A first novel is always refreshing to read. First, because a new voice is trying to make itself heard in the cacophony of the established writers, most of whom have lost their sting. Second, since the writer’s teething problems are also shared by the reader.

The Tiger by the River is an exciting debut novel. Ravi Shankar Etteth may be new to the genre, but already has a collection of short stories to his credit. The novel is about myth, magic and kings, where the present merges happily with the past, and it becomes difficult to distinguish between the living and the dead.

Etteth knows the importance of a dramatic beginning. The book opens with the protagonist, Swati Varma, being questioned by the airport security about the urn he is carrying in his hands. “It contains my wife’s ashes,” he replies. The vessel almost slips from the hands of the startled policeman. The opening has its effects. It immediately attracts the attention of the readers and makes them curious.

Swati is not only carrying an unconventional luggage on flight, but he is also undertaking an unconventional journey. He was leading a blissful life in New Delhi when his pregnant wife died in a road accident. He travels to Panayur in Kerala to scatter the ashes of his wife in the sacred waters of the Papanasini river. Little does Swati know that he is going to Panayur as the last direct descendant of the kings who had ruled the place. Neither has he any idea of his imminent reunion with Antara, his childhood friend, whose son he had fathered without knowing anything about it.

Swati is also blissfully unaware of his cousin, Vel, living in the United States of America with his girlfriend, Kay. While spending his days with Antara at Panayur, which somehow remains uninfected by the communal virus wreaking havoc in the other parts of the country, Swati comes to know all about the kings and queens and history of Panayur while, thousands of miles away, Vel and Kay prepare for a homecoming. Between the individuals and their efforts to keep traditions alive lies the legend of the tiger.

Etteth is more of a storyteller than a novelist. The characters fail to develop through the course of the novel. Panayur is presented as a beautiful, ideal world. Religion and caste problems do not disrupt life in the novel, and it is only incidental that a religious conflict claims the life of Antara. Etteth’s delineation of historical facts and traditions of the Panayur kingdom are quite powerful. But the tiger myth is loose and unconvincing.

◆ Work to complete:
[A] Which characters from the novel does the book review mention by name?
[B] Duplicate the passage of the book review that begins at the words "Etteth is more" and stops after the words "loose and unconvincing.".
The data has no part in this.

◆ Record excerpts:
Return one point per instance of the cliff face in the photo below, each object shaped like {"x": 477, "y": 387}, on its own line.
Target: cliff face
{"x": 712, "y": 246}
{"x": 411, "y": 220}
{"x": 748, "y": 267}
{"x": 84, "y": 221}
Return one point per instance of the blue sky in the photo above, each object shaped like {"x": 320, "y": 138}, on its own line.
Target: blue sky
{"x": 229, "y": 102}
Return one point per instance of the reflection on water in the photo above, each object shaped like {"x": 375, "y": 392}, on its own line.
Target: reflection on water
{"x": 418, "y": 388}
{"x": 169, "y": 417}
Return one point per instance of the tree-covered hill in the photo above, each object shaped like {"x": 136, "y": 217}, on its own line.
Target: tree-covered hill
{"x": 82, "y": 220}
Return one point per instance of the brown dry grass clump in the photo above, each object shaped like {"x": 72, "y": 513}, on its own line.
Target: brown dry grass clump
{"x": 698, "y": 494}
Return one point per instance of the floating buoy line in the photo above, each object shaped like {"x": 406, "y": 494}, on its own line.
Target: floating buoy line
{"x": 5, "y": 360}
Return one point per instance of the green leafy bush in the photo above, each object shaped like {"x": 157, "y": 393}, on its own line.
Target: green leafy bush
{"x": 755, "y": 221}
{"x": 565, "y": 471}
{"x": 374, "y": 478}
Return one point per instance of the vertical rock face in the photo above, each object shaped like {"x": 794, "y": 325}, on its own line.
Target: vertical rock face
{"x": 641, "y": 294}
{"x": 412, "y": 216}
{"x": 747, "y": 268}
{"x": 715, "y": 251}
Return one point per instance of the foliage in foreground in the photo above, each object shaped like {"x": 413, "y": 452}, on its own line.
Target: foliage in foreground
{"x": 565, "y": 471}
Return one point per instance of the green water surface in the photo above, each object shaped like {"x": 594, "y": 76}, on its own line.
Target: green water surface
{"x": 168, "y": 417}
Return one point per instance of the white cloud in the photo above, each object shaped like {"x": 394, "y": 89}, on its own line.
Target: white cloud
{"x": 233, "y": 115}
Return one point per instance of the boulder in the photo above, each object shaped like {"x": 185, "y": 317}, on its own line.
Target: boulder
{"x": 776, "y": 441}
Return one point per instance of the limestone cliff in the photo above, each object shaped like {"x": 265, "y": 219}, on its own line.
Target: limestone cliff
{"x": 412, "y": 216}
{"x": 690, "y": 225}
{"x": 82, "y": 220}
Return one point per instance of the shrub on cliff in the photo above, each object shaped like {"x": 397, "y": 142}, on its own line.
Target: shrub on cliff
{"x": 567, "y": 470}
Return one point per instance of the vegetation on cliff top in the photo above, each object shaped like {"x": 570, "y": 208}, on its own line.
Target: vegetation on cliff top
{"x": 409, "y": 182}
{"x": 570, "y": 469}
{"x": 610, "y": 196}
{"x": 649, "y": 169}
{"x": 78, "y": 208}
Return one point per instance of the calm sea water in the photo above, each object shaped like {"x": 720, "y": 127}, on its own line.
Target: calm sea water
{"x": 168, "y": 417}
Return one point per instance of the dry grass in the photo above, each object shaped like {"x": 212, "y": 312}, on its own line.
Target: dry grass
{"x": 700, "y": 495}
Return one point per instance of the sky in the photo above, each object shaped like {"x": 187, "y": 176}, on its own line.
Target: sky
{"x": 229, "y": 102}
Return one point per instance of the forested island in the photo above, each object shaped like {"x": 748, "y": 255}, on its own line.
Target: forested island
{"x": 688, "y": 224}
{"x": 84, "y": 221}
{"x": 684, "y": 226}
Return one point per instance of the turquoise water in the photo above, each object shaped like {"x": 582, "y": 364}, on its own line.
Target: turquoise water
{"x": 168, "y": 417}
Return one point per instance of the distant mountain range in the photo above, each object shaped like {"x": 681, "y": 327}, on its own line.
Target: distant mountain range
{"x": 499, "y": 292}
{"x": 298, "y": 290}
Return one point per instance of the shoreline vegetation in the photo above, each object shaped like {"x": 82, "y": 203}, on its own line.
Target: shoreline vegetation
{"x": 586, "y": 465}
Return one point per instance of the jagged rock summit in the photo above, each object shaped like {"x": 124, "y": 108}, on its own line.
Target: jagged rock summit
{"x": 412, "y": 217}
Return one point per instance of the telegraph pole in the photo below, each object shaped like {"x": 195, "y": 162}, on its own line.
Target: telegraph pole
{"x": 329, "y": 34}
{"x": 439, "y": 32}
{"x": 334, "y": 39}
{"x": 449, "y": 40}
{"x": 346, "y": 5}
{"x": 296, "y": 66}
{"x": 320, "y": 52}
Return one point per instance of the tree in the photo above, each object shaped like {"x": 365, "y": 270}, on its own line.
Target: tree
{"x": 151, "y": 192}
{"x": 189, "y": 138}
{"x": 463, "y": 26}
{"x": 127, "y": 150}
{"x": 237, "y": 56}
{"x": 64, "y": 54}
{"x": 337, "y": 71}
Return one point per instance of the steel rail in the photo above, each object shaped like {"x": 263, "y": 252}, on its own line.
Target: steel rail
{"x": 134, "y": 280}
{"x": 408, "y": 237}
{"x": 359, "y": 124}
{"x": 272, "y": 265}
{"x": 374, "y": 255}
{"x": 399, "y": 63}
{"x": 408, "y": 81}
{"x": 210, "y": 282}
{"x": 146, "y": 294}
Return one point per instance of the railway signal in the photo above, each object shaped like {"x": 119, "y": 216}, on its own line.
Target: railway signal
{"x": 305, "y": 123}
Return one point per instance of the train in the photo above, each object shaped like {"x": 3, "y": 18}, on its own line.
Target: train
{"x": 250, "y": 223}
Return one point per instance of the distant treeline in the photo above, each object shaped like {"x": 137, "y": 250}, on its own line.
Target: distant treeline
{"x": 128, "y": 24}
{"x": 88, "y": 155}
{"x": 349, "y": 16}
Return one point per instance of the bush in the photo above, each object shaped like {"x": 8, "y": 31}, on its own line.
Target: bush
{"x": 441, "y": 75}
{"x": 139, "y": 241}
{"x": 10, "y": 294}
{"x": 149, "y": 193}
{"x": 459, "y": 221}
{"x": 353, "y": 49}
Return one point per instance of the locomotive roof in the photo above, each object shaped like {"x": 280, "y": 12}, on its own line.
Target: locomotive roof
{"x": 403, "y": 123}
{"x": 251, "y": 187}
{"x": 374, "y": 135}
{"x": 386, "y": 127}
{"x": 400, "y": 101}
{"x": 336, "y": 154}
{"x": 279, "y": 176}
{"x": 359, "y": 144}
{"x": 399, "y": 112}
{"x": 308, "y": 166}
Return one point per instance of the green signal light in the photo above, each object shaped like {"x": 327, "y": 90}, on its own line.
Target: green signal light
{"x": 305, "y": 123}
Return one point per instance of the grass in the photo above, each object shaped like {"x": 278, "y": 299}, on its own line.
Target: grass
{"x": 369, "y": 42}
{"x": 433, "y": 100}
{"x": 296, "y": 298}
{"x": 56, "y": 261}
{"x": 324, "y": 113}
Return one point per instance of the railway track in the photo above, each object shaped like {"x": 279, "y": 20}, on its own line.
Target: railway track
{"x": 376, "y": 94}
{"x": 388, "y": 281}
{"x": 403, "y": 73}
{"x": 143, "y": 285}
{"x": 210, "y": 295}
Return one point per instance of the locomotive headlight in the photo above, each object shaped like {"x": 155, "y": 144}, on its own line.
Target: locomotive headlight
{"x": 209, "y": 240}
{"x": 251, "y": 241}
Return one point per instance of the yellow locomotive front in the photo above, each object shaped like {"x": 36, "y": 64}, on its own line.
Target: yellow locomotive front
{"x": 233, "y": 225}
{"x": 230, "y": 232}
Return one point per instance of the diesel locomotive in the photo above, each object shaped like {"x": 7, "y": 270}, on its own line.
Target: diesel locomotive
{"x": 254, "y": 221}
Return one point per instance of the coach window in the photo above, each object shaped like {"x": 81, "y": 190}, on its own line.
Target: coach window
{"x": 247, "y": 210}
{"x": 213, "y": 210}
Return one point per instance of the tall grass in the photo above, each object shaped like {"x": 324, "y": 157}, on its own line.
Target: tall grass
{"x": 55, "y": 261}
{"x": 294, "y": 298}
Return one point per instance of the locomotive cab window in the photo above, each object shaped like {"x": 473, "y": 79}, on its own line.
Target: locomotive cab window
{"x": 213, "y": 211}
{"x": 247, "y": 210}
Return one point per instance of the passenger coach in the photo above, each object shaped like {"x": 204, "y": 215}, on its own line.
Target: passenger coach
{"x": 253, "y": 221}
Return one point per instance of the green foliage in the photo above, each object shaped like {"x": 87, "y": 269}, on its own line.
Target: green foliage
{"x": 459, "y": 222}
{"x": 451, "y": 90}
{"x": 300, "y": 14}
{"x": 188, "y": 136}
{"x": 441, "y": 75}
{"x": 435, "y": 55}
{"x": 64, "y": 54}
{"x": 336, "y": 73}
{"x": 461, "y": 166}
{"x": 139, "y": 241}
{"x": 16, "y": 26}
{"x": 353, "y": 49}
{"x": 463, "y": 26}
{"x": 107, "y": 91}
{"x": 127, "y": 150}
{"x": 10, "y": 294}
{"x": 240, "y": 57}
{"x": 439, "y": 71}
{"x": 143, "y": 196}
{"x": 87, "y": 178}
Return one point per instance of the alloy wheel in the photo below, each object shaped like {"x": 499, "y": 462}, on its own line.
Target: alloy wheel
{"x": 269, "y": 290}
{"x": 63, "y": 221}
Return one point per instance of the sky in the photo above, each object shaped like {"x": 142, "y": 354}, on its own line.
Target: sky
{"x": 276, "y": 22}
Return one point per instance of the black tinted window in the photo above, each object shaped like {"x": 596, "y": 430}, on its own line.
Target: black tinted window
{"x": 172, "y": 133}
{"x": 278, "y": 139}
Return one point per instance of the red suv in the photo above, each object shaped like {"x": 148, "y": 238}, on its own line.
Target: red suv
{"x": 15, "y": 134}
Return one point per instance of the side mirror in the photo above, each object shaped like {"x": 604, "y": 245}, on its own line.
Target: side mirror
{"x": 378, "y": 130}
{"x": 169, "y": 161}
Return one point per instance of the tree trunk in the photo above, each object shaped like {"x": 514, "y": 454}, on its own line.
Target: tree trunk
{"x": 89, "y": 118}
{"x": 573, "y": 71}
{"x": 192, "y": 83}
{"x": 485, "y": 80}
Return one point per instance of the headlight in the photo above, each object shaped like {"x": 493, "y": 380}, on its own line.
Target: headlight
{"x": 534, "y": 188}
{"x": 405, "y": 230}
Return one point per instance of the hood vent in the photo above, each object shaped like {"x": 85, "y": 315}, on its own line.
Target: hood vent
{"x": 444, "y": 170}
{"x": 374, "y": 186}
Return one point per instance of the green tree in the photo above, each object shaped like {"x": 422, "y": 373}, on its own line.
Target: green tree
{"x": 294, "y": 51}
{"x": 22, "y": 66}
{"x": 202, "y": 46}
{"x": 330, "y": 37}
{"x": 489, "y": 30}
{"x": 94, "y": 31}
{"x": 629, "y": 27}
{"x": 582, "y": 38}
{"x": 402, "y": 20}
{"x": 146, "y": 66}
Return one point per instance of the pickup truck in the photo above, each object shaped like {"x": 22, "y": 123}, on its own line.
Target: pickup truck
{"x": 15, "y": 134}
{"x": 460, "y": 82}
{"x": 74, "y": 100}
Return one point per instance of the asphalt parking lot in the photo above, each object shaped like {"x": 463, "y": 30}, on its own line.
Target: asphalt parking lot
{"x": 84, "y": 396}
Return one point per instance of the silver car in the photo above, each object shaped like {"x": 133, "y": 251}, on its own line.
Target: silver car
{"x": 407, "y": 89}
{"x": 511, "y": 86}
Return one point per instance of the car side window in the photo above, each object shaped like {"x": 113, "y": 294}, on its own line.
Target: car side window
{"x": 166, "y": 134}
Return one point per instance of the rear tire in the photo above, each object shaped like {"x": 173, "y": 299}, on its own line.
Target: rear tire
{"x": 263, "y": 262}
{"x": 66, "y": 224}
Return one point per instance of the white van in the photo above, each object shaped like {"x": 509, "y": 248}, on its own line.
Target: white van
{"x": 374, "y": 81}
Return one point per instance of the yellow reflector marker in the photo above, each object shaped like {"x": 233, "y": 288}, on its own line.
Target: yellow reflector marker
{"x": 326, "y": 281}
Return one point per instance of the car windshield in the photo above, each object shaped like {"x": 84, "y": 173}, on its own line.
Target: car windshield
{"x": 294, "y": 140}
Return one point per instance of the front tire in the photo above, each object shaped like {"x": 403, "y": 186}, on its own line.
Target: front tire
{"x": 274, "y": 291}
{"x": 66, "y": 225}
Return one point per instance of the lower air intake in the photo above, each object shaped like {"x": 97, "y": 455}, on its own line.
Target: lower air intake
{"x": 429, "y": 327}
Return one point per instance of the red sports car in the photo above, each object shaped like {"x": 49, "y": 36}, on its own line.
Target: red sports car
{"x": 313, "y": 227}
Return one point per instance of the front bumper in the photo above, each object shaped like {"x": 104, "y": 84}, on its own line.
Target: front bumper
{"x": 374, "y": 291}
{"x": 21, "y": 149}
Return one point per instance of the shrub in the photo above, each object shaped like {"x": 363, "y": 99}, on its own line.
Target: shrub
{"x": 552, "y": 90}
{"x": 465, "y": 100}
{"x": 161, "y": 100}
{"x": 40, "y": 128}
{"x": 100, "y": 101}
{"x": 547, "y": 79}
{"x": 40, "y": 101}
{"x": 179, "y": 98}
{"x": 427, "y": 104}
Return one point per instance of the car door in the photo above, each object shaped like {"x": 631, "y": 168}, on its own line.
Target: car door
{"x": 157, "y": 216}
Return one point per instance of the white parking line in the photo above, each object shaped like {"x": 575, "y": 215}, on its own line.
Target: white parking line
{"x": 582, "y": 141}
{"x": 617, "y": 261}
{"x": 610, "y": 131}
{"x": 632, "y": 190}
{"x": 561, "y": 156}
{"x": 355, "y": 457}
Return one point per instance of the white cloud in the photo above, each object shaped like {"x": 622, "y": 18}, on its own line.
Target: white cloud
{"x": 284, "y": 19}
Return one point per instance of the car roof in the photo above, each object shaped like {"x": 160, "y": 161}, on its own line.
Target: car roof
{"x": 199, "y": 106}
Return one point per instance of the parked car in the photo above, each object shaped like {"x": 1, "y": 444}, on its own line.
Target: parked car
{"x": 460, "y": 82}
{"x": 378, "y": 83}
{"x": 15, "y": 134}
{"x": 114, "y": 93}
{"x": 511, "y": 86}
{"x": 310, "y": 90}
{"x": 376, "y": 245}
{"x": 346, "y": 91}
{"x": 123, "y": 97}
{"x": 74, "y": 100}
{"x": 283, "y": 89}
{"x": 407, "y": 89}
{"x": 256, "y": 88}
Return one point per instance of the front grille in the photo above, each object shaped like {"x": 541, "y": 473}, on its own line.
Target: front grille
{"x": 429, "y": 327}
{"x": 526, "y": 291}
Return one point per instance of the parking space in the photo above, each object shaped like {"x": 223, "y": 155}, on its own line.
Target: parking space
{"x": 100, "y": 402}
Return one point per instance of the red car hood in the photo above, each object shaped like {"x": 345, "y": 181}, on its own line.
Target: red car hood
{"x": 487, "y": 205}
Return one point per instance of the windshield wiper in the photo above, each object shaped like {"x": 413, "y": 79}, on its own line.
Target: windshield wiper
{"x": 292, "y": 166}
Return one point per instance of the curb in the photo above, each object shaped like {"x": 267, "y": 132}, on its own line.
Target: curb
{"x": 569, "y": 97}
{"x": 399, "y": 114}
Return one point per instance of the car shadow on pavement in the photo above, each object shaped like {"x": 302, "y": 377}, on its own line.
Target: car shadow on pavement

◆ Answers to each task:
[A] Swati Varma, Antara, Vel, Kay

[B]
Etteth is more of a storyteller than a novelist. The characters fail to develop through the course of the novel. Panayur is presented as a beautiful, ideal world. Religion and caste problems do not disrupt life in the novel, and it is only incidental that a religious conflict claims the life of Antara. Etteth’s delineation of historical facts and traditions of the Panayur kingdom are quite powerful. But the tiger myth is loose and unconvincing.